* Begin *
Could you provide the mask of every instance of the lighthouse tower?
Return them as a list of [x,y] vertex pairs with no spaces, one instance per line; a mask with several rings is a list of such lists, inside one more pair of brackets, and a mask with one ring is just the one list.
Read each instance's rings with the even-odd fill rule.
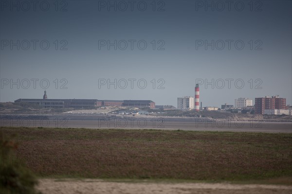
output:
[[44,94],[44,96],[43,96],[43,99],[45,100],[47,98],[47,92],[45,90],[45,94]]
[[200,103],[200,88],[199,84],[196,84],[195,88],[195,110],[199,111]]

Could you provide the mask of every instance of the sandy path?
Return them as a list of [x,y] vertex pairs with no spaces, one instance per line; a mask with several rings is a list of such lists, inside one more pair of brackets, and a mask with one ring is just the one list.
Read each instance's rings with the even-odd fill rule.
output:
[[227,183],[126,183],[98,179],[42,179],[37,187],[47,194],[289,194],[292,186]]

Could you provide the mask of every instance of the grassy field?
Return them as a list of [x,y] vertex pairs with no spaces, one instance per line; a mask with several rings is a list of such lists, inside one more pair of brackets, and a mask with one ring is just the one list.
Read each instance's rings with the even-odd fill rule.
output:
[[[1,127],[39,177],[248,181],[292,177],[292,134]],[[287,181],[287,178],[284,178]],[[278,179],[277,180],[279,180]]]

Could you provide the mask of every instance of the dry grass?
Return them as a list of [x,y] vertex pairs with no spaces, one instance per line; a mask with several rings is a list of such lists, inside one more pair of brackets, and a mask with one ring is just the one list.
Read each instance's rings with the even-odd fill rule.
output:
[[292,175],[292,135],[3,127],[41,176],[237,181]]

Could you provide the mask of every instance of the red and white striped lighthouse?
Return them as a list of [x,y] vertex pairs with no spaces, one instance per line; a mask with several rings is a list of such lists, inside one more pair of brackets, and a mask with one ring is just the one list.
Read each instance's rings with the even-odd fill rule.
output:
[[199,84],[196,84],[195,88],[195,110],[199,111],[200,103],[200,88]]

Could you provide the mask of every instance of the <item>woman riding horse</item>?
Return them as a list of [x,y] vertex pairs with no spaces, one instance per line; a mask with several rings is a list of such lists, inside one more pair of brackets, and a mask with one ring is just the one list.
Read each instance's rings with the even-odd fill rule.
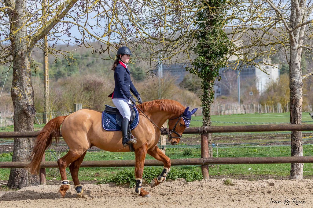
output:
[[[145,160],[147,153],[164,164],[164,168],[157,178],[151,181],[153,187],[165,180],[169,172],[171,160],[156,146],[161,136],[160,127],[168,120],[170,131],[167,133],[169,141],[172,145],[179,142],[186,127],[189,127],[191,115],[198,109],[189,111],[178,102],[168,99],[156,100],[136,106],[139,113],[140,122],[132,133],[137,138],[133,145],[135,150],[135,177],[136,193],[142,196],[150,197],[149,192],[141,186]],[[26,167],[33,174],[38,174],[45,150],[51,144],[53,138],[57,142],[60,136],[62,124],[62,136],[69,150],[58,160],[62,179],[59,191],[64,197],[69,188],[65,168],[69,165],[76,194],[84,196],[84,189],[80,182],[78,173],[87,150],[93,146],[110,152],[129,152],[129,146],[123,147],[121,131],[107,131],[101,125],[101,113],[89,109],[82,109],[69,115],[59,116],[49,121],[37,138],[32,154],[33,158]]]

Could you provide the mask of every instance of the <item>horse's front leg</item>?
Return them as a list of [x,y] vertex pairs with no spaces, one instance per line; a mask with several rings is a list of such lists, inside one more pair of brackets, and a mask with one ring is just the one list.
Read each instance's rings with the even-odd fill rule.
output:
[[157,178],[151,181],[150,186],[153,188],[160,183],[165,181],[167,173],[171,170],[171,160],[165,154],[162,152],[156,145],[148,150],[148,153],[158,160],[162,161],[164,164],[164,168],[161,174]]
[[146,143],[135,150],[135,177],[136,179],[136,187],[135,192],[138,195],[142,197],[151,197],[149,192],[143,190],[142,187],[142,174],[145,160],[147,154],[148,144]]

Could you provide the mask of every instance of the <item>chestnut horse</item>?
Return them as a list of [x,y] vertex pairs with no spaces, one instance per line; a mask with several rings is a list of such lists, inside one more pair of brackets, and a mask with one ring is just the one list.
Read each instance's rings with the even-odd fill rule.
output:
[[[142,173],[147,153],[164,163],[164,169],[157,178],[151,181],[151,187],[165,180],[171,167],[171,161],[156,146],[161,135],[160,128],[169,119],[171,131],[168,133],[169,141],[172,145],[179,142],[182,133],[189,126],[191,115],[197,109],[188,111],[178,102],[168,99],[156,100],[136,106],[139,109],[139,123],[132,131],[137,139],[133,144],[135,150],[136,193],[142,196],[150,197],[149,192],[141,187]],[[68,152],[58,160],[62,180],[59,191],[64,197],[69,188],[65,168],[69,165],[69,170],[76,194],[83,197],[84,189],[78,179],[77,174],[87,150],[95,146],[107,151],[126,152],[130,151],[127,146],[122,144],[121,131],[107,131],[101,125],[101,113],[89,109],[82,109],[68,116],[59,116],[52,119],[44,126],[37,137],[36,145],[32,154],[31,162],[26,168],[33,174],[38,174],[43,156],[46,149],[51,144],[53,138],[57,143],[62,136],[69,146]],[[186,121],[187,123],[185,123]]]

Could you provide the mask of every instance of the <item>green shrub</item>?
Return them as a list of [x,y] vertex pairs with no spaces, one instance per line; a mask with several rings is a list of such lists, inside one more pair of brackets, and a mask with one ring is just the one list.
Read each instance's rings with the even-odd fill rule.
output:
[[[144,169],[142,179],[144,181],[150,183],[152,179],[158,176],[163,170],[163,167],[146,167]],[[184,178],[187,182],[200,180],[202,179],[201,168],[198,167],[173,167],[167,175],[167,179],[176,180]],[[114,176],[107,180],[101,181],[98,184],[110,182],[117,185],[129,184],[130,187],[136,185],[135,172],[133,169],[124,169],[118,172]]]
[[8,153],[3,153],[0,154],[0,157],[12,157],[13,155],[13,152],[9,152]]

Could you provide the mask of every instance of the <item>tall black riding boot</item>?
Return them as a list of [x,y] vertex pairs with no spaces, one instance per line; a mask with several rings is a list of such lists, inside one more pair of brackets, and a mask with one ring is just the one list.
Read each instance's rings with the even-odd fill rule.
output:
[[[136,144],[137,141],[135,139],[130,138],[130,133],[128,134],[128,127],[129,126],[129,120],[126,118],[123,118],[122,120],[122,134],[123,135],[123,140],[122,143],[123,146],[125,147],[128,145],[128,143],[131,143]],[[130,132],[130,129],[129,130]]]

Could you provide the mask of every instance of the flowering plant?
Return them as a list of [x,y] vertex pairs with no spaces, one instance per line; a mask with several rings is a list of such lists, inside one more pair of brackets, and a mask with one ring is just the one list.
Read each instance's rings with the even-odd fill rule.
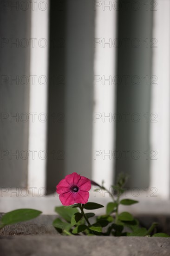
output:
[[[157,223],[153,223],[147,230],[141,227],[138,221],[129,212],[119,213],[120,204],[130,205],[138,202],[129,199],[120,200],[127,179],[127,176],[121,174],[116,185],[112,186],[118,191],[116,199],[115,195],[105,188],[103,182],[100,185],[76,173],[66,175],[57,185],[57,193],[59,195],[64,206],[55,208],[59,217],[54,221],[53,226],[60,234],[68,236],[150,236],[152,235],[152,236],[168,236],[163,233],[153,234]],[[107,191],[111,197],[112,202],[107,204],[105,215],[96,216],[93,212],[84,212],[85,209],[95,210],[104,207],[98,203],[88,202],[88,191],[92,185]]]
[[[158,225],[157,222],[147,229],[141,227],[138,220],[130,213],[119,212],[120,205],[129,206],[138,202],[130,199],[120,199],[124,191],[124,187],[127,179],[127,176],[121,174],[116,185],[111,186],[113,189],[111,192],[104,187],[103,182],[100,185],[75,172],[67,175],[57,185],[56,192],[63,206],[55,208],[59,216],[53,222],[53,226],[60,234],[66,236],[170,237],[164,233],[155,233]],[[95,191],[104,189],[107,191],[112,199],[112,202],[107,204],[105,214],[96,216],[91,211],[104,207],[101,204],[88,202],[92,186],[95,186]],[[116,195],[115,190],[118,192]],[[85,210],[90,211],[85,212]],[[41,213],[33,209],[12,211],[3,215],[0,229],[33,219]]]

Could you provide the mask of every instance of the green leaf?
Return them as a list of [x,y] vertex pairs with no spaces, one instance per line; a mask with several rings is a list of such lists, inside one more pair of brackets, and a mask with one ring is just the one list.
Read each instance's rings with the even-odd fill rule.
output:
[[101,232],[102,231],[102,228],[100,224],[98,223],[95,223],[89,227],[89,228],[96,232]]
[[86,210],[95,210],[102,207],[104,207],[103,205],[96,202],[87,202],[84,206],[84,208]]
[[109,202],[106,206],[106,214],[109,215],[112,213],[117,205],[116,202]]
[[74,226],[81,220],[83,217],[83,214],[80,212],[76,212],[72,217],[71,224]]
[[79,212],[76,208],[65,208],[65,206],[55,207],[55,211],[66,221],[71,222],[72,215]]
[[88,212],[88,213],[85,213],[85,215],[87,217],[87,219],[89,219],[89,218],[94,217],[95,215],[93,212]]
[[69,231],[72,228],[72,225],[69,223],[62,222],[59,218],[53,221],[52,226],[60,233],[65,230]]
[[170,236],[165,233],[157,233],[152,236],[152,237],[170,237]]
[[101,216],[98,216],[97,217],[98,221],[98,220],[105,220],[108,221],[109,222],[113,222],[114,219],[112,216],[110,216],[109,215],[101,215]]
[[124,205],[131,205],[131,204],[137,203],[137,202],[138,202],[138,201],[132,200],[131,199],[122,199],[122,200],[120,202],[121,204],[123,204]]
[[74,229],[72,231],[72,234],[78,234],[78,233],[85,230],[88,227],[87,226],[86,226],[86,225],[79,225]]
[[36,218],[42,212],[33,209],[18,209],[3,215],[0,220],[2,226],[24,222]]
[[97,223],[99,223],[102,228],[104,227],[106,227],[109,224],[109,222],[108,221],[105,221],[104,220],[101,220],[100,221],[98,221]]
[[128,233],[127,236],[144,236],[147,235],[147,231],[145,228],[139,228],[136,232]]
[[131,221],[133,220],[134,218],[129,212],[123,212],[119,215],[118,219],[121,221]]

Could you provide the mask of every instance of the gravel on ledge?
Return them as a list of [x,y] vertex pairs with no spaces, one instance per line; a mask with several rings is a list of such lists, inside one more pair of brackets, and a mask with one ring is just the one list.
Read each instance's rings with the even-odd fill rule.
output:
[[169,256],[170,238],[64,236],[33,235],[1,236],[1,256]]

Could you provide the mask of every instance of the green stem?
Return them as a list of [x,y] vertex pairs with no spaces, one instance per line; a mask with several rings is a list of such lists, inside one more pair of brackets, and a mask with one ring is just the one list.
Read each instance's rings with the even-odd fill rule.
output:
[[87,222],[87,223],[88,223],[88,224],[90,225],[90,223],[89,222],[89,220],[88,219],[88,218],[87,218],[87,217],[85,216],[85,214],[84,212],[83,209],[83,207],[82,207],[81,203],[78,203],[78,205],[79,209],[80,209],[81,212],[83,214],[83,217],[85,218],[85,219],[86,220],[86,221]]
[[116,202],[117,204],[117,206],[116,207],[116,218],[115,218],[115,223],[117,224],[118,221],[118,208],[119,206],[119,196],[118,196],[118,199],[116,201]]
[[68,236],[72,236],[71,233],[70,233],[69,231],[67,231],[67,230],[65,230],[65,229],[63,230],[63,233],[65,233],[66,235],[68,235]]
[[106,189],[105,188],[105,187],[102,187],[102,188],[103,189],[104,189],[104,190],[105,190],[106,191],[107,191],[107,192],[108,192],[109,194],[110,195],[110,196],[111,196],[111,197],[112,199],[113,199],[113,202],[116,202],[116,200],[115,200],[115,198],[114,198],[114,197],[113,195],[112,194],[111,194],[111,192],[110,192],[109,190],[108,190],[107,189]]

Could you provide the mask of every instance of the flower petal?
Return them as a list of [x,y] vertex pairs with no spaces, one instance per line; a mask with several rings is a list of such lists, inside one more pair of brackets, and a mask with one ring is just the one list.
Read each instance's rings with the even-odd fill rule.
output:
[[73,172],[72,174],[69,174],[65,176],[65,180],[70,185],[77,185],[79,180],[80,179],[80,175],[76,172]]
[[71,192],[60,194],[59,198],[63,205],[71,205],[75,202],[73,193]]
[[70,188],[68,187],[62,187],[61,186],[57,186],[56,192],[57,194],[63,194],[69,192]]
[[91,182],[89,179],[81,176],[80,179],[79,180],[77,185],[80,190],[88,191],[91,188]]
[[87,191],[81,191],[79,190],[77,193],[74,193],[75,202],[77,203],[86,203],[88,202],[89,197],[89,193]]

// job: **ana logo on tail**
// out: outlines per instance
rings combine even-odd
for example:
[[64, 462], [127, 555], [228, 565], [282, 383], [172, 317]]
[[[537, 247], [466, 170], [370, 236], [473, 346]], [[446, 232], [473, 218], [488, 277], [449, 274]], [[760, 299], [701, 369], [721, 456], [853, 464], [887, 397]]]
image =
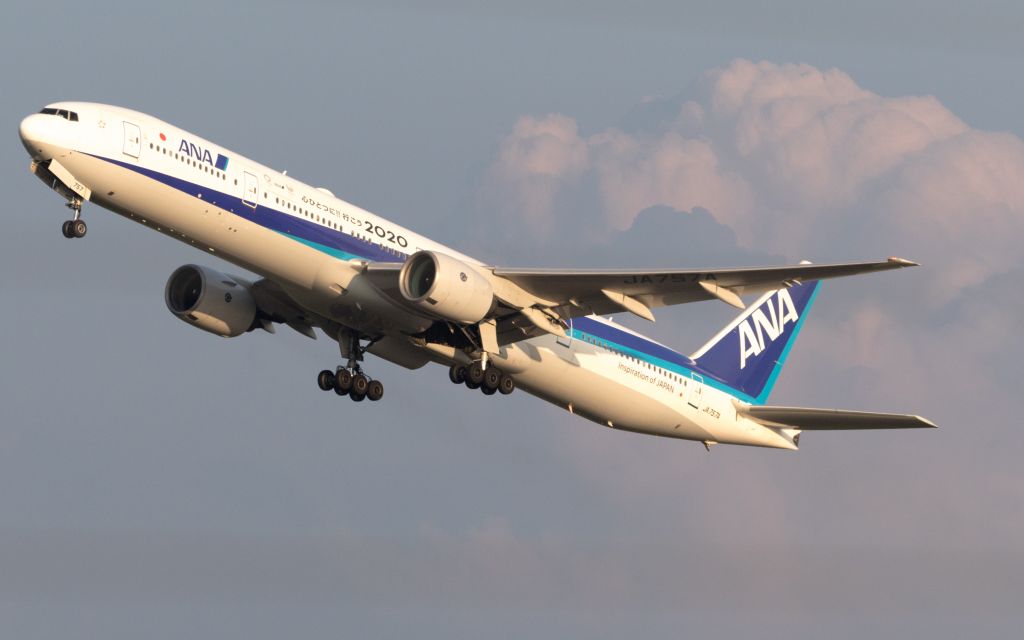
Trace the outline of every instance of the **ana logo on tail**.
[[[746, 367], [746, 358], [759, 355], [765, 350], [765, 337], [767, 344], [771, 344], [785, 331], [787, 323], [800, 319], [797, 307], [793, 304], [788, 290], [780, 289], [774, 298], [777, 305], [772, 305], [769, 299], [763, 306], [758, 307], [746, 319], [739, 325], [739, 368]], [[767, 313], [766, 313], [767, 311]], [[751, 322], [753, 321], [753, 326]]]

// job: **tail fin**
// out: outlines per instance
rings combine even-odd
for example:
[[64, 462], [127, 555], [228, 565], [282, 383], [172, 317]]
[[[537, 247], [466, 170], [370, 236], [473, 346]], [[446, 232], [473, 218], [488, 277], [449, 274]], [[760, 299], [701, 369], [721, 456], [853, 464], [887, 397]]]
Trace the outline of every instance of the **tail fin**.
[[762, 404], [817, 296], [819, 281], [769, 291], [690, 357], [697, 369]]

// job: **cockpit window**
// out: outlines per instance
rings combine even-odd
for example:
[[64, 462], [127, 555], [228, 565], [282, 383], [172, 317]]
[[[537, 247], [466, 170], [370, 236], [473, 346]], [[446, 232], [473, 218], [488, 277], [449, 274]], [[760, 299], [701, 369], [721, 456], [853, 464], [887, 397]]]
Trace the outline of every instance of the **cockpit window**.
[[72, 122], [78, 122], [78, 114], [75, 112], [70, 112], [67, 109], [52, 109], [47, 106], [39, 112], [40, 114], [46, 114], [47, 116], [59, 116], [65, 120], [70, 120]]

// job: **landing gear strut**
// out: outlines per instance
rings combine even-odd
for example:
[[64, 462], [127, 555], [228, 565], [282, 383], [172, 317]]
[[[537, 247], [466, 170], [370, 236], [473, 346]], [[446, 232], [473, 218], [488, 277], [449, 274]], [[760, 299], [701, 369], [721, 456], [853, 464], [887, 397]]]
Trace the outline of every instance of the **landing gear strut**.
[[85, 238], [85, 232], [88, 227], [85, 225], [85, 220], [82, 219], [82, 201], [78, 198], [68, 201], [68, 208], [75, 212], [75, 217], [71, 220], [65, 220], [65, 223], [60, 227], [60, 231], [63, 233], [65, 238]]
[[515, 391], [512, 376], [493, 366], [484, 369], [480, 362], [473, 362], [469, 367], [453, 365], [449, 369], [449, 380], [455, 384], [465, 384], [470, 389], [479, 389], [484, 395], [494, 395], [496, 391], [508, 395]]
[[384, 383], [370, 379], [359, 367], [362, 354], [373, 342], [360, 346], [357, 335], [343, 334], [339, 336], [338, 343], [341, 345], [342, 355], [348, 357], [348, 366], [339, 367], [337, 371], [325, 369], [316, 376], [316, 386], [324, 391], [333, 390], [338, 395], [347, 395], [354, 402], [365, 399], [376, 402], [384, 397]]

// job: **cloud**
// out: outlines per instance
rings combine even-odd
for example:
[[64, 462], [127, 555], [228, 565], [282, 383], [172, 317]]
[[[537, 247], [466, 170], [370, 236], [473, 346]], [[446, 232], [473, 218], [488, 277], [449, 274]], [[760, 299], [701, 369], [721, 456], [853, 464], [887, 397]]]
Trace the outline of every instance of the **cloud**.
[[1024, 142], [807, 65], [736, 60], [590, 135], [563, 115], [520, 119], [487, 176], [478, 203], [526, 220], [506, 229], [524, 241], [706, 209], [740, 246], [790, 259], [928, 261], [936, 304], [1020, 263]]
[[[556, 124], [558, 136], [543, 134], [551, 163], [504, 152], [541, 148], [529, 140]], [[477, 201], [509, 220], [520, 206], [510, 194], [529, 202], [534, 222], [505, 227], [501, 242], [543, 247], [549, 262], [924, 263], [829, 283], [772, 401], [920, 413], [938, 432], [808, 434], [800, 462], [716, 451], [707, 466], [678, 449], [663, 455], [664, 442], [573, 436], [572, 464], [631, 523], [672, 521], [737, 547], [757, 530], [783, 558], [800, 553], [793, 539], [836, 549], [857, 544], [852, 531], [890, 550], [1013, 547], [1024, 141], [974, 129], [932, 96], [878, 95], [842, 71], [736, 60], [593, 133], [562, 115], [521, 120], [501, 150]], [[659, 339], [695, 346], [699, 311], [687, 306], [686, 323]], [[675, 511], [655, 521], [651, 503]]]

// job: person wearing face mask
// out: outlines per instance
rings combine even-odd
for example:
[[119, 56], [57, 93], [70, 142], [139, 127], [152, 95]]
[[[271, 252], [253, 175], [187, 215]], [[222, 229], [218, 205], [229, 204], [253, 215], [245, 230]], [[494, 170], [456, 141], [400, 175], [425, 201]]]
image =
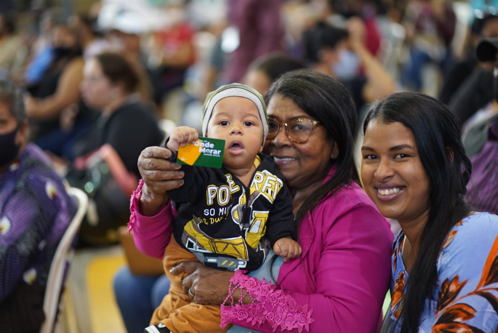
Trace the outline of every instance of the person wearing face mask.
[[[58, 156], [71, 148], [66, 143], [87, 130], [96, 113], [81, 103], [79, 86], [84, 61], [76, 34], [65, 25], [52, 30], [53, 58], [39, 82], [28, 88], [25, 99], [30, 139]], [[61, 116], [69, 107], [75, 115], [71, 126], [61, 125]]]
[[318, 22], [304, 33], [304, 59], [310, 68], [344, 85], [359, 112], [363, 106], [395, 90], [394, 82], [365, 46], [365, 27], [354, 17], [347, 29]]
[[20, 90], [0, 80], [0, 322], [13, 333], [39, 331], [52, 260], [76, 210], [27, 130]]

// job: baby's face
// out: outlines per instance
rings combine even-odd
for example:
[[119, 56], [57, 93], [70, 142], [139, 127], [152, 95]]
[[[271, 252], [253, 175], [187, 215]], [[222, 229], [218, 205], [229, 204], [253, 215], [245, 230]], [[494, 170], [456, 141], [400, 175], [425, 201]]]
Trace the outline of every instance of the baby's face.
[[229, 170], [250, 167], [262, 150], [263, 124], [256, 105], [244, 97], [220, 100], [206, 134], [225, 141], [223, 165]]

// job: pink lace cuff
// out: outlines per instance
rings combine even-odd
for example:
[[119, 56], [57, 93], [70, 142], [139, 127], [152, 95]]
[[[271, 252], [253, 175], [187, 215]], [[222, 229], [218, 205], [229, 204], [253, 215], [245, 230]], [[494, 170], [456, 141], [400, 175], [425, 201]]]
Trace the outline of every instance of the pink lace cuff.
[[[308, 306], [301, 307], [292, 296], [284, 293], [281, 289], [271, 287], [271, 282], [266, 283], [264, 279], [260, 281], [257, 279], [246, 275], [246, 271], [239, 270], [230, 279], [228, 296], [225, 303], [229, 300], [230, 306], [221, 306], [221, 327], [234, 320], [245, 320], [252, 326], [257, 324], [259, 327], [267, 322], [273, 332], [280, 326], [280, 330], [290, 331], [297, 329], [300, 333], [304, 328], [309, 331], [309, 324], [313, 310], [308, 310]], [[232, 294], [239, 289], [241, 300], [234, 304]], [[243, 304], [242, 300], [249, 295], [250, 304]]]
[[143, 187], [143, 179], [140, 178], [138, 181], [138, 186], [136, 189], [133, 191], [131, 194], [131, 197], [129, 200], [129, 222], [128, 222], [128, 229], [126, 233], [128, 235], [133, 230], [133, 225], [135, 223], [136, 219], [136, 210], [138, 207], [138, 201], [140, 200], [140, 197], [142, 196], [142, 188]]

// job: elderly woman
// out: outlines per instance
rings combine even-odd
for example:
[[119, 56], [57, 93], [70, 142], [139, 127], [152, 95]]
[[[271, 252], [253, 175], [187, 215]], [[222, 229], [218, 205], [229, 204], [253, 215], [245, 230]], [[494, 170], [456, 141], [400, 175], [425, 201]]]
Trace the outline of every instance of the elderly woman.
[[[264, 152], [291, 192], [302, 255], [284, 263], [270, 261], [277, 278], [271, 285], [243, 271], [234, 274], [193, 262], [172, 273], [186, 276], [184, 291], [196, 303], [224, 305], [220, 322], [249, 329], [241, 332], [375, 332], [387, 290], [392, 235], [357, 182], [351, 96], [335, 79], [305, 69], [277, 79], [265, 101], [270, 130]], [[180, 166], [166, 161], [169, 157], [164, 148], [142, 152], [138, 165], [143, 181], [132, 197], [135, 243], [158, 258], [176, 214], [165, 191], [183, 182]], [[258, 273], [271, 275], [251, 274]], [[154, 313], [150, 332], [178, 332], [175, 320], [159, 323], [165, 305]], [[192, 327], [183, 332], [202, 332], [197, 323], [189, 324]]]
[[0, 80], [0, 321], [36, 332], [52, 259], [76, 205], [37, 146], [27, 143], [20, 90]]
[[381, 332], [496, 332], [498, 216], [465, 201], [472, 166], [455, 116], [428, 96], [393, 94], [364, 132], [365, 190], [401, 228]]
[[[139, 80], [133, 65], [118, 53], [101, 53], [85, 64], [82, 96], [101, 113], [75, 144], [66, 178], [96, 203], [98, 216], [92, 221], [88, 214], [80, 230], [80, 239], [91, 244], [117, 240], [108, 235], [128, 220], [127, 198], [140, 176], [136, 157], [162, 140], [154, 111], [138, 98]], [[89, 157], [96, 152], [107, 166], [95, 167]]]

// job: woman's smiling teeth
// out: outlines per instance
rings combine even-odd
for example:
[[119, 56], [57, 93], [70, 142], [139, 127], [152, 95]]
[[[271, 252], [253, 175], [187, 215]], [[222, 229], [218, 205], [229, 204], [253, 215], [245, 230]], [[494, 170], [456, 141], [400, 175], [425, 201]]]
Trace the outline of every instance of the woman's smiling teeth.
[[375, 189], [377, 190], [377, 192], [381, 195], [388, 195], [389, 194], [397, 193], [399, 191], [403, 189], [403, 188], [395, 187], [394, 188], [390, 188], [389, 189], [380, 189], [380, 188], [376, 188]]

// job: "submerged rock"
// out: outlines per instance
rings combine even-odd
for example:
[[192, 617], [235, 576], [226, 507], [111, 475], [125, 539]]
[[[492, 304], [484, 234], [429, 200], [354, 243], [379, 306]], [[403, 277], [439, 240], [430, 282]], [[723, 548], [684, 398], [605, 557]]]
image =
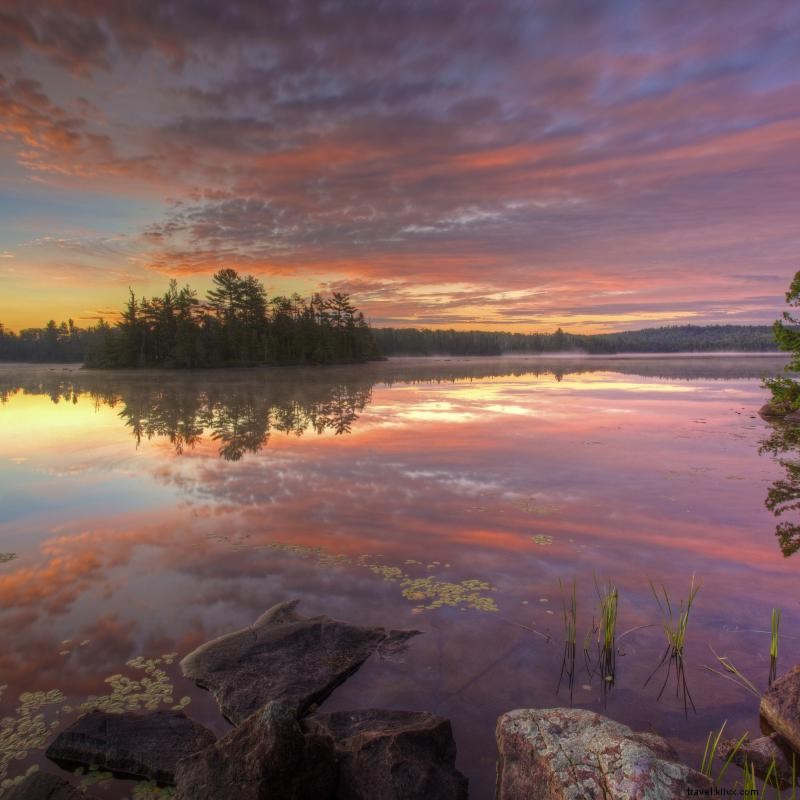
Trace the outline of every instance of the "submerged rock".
* End *
# What the exercise asks:
Collect every line of the data above that contains the string "tail". Case counts, so only lines with matching capitalization belong.

# Finished exercise:
// job: **ana logo on tail**
Trace the outline of every instance of the **ana logo on tail**.
// job: **tail fin**
Trace the outline of every instance of the **tail fin**.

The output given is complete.